### REQUIRED TASK
Change each occurrence of "wrist" to "elbow" in the rows below, and reproduce the rows otherwise unaltered without the pictures.
----------
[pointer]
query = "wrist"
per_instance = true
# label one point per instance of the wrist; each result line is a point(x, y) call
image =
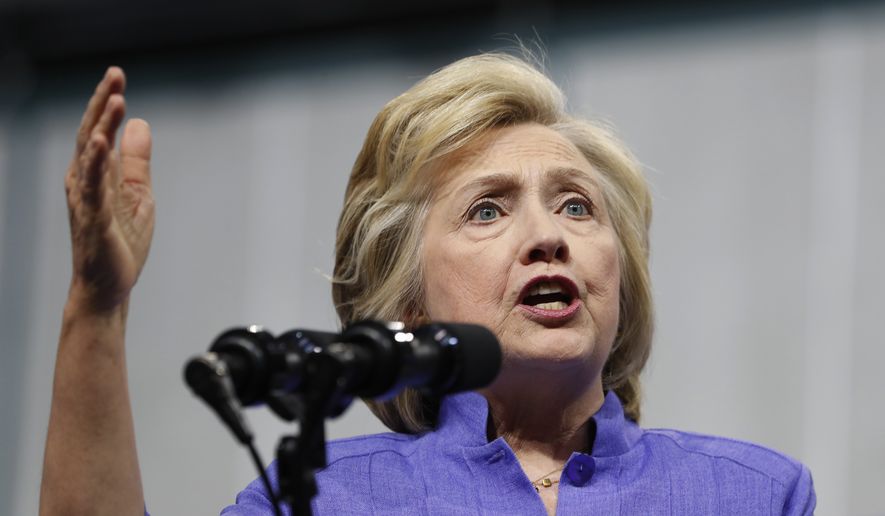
----------
### RESPONSE TO THE EXERCISE
[pointer]
query = "elbow"
per_instance = true
# label one point per instance of the elbow; each result line is a point(x, y) call
image =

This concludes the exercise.